ACTIVITY. Your output must be the line containing "Can you see the grey" followed by every later line in the entries below, all copied exactly.

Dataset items

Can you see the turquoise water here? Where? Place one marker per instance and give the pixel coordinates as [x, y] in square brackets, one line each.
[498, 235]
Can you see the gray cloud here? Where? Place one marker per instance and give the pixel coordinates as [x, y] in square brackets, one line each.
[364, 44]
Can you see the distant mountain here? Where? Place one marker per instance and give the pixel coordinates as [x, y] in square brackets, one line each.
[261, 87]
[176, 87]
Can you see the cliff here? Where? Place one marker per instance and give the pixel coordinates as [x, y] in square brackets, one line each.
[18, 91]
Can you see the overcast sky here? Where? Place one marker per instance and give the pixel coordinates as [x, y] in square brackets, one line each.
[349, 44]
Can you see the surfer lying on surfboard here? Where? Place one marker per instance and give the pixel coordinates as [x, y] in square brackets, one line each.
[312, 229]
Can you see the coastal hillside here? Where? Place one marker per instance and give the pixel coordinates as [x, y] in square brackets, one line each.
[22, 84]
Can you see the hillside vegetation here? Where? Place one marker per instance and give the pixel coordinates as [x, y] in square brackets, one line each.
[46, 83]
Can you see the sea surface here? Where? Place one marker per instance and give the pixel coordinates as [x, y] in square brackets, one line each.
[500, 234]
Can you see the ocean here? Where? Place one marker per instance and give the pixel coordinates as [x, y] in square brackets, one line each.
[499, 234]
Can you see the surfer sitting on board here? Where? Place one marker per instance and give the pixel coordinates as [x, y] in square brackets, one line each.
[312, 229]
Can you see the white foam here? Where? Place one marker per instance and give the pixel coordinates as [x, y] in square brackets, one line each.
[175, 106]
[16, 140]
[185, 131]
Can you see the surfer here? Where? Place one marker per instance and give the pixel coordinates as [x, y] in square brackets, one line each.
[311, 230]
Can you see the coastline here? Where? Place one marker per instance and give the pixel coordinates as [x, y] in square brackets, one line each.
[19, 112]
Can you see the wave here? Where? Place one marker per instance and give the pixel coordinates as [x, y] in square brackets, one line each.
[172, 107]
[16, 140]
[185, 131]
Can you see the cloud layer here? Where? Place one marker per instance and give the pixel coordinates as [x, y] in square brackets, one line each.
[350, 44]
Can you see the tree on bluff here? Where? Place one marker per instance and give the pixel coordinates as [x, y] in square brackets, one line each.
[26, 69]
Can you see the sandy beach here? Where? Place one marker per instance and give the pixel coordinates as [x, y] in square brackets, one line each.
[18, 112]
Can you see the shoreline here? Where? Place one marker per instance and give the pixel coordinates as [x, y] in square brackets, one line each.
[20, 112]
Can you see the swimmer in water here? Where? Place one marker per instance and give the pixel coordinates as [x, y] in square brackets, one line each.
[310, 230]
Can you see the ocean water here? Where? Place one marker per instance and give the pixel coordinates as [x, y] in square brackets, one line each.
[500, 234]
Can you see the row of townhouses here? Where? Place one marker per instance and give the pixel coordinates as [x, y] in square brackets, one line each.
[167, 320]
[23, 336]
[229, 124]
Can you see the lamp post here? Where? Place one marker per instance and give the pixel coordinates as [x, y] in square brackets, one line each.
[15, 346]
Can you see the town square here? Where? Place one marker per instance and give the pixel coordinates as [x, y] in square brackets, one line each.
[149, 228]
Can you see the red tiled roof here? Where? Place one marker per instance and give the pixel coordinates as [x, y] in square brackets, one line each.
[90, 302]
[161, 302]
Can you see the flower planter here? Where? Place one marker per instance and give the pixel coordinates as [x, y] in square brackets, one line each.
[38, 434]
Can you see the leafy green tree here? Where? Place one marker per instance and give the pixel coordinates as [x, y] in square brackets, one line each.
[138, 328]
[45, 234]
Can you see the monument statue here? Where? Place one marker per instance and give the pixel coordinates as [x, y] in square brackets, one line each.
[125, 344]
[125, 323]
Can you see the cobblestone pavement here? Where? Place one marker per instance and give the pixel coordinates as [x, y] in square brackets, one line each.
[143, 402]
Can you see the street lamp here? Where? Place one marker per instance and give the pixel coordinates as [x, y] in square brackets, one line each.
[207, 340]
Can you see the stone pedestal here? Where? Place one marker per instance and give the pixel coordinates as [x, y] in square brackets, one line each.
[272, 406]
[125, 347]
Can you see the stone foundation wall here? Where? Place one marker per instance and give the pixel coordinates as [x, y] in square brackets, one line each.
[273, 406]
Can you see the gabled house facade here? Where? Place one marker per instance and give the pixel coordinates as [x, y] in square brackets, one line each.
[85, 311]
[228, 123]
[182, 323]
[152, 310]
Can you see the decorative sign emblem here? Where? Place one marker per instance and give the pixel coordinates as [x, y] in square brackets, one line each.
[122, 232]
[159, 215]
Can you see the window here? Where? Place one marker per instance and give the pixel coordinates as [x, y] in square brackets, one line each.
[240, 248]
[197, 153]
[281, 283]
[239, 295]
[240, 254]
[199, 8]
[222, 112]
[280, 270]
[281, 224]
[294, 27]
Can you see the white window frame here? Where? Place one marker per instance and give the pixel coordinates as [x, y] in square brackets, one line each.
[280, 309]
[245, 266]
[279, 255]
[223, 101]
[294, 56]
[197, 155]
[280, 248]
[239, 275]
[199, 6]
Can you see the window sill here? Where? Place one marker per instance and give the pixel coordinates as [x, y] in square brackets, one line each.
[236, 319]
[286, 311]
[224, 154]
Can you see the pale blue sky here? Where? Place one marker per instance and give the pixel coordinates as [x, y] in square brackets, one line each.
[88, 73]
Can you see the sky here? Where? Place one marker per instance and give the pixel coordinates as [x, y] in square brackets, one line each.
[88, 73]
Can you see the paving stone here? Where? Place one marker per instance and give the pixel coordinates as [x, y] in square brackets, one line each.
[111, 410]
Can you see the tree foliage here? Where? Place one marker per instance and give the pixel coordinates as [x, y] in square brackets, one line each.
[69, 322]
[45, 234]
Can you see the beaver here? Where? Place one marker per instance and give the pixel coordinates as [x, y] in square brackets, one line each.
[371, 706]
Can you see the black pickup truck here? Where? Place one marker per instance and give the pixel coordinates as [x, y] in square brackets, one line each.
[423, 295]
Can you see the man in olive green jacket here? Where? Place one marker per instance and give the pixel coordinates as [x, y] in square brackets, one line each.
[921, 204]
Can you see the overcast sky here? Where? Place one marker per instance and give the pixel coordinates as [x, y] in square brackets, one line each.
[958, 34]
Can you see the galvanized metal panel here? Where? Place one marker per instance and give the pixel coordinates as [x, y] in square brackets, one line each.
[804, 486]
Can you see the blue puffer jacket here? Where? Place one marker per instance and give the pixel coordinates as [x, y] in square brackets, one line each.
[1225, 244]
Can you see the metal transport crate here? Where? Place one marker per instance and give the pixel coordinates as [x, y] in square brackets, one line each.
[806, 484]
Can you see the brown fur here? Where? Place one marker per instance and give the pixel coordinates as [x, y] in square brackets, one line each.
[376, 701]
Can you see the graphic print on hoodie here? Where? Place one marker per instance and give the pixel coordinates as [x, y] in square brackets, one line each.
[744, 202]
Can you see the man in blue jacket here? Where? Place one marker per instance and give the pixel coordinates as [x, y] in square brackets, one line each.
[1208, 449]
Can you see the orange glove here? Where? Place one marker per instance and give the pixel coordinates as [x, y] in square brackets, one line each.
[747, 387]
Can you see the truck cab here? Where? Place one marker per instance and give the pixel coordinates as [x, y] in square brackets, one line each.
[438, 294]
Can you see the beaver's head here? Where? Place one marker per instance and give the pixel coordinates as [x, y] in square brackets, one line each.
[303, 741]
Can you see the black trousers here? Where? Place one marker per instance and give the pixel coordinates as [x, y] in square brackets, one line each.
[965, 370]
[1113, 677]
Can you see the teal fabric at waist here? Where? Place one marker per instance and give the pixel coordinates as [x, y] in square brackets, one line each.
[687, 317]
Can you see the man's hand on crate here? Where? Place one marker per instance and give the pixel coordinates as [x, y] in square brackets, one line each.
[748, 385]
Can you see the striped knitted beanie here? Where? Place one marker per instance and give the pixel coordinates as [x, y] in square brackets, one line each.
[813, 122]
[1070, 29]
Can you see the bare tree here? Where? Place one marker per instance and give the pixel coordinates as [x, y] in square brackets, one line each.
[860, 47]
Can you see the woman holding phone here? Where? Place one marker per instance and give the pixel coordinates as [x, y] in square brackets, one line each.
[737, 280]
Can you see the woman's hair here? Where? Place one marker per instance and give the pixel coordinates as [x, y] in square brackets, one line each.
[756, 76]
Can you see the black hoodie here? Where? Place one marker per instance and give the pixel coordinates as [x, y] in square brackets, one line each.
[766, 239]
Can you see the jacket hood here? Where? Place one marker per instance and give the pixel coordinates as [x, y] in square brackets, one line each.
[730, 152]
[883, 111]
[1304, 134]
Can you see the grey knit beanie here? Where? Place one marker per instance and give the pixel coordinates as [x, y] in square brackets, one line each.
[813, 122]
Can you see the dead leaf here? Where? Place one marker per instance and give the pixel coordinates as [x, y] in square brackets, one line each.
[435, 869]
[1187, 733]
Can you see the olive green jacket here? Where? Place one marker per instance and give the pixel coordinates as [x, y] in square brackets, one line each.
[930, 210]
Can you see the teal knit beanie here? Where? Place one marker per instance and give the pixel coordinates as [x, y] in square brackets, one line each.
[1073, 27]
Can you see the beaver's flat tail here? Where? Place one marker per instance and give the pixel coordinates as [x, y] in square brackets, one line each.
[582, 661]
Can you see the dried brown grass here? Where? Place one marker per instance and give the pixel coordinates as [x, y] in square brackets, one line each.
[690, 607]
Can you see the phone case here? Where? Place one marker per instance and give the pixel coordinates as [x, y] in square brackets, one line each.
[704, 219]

RESULT OF THIS TASK.
Can you see the grey knit beanie here? Where? Place one marker per instance and give the pixel coordinates as [x, y] in square brackets, one line each.
[813, 122]
Can you see the dead leaf here? Where? Place one marker per instance and give the pixel coordinates as [x, y] in square brackets, one line each.
[435, 869]
[1187, 733]
Can you see the olive green jacket here? Where? Place one marker per instance and give the pixel coordinates as [x, y] in square brackets, one line each.
[930, 210]
Can you see the teal knit beanie here? Where? Place one marker per instance and give the pixel coordinates as [x, y] in square brackets, one line each.
[1073, 27]
Can you see the beaver's flat tail here? Where? Place one marker per instance and give the pixel coordinates as [x, y] in square brackets, one line each.
[582, 661]
Can you see the dried brown grass here? Where? Place one marker per instance and give the pixel coordinates as [x, y] in square brackets, one line each.
[690, 607]
Can you see the phone case here? Where? Place one marker per instance and give the pixel coordinates as [x, y] in square brackets, one line each.
[704, 219]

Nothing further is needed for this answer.